* WHAT TO WORK ON *
(a) According to the passage on seeding other planets with life, at roughly what speed could the canisters be sent off?
(b) From the passage on seeding other planets with life, reproduce the words starting with "I have a test" and going on through "interesting conflating factor.".
(c) Check each statement against the passage on seeding other planets with life, answering yes or no and quoting the words that decide it: (i) A planet 50 light years away would be reached after 500,000 years. (ii) Sending the canisters is said to be less likely to work than sending humans to find habitable planets. (iii) Some of the smaller stars could have lifespans of up to 10 trillion years.

* GIVEN TEXT *
+ + +

I have a test case that I’d like to get responses to, one that tests a certain kind of utilitarian intuition, mixed however, with an interesting conflating factor.
Suppose that the next generation of space telescopes will allow us to spot habitable worlds around quite a number of stars within, say, 100 light years of earth. Suppose that some of these will be around much smaller stars, whose lifespan could be up to 10 trillion years. That might be too small; life would work better around larger stars, with higher energy light and planets that are less likely to be tidally locked if in the habitable zone. So let’s imagine that we are concerned with planets that seem likely to stay in a habitable zone for 100 billion years up to a trillion years–a long time.
Now suppose that our biochemists come up with a formula for the building blocks for earth-style life such that, if unleashed in a planet with liquid water, we could be very confident that the most basic forms of life would start to grow there. Finally, suppose we could put these building blocks into canisters that would allow them to be sent out to these other planets. It would take a very long time. Suppose we can only get them sent off at something like .01% of the speed of light. Then a planet 50 light years away would not be reached for 500,000 years. Still, if we can get our aim right, and perhaps give it some ability to adjust course once out of the solar system, it would get there. Finally, suppose we could be confident that when it got there, the outer shell would burn off in the planet’s atmosphere, allowing the contents to spill into the planet’s air, land, and seas.
Evolution would then have a very long time to work its magic, and we might have good reason to believe that within some millions of years, multi-cellular life would form, and that life then would be off to the races, if it is not already doing fine before we try to seed it.
Would we want to do this? It is much more likely to work than sending humans off to find other habitable planets. If intelligent life can evolve here, we should expect that it can evolve elsewhere, at least if it starts from the same building blocks. Should this be an ethical imperative, because life is good? Or do we not really care about life in the abstract, and want only to preserve the sorts of life we have here on earth? OR–the confounding factor–do we worry that we would somehow be despoiling the universe with something akin to an invasive species?

+ + +

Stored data
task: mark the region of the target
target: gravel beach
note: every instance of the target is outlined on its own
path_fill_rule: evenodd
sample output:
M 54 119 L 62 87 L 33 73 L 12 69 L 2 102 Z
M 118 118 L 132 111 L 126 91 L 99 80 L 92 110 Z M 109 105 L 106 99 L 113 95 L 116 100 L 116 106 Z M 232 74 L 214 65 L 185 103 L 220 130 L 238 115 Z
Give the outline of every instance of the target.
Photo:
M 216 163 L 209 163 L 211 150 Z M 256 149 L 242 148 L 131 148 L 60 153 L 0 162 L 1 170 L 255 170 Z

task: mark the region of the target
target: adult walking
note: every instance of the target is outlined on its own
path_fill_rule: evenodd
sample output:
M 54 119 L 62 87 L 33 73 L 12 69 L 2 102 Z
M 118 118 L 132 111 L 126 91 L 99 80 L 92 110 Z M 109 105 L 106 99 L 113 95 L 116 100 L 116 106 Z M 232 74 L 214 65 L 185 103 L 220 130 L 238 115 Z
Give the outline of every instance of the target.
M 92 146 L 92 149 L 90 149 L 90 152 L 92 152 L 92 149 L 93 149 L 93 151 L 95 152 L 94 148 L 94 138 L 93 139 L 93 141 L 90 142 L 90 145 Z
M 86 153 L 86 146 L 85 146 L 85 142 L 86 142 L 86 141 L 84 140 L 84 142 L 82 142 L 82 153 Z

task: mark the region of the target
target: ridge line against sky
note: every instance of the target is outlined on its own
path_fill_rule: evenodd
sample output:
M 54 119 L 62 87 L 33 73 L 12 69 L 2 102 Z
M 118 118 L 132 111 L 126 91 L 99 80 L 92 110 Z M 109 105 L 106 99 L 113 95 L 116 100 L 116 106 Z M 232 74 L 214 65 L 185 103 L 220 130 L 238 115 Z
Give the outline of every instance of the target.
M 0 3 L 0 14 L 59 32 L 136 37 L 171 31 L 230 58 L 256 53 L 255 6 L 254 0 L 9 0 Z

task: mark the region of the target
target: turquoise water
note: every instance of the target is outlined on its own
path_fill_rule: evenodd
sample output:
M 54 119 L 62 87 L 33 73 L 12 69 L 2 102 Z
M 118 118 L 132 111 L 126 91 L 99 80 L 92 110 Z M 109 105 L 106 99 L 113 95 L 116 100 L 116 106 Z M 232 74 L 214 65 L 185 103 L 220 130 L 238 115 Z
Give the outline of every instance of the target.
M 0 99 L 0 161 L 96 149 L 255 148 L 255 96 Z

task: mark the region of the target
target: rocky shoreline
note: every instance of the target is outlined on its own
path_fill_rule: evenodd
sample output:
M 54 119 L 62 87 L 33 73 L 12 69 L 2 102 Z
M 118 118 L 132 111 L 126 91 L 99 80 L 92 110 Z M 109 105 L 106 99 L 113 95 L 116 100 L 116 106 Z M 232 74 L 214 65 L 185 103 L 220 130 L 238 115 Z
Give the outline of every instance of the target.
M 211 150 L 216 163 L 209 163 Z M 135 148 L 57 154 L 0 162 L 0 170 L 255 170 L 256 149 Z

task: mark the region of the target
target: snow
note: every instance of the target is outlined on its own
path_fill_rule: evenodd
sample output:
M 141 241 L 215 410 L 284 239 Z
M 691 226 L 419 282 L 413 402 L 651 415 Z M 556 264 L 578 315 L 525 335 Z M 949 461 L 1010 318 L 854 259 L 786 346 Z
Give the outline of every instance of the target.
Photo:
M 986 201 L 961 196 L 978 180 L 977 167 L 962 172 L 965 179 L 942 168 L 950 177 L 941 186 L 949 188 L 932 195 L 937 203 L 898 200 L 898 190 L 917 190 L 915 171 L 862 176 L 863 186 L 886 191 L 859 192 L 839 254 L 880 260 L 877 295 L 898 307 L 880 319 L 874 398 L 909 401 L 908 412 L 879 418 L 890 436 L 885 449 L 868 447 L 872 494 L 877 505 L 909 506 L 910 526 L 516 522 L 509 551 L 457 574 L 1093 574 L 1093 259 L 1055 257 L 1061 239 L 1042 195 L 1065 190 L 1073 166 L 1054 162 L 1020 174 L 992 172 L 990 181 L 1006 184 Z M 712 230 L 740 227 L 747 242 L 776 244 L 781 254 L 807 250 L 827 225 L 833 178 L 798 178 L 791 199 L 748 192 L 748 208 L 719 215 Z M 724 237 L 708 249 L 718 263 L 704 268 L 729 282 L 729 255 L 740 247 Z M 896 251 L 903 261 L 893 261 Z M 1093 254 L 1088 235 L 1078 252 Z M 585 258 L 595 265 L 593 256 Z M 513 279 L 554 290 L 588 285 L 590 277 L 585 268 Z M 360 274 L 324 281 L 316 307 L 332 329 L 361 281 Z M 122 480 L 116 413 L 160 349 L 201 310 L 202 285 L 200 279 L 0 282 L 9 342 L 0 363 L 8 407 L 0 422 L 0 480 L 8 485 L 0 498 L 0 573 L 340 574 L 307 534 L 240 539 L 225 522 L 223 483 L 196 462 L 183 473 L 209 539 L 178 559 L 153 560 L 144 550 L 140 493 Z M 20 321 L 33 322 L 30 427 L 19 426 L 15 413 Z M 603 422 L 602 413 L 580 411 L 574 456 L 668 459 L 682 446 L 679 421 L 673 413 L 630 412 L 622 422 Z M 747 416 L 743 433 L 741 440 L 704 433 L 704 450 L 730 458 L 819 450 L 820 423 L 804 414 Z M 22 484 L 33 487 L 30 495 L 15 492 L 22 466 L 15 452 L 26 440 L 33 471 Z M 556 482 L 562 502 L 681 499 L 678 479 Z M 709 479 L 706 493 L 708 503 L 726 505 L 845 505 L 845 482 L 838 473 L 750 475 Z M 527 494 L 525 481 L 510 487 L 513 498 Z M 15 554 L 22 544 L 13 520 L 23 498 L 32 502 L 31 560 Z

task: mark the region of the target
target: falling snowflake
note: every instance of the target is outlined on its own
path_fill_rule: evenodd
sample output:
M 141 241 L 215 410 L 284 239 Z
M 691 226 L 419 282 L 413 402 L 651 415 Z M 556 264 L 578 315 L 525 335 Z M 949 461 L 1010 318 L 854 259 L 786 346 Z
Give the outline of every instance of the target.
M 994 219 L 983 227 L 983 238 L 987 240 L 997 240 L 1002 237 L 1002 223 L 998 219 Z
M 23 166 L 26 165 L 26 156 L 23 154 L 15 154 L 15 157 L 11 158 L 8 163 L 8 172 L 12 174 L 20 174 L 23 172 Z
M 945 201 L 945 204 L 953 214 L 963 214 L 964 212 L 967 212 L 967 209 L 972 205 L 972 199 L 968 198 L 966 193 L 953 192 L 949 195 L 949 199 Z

+ + +

* ANSWERS IN ORDER *
(a) At something like .01% of the speed of light.

(b)
I have a test case that I’d like to get responses to, one that tests a certain kind of utilitarian intuition, mixed however, with an interesting conflating factor.

(c)
(i) Yes: "Then a planet 50 light years away would not be reached for 500,000 years."
(ii) No: "It is much more likely to work than sending humans off to find other habitable planets."
(iii) Yes: "whose lifespan could be up to 10 trillion years."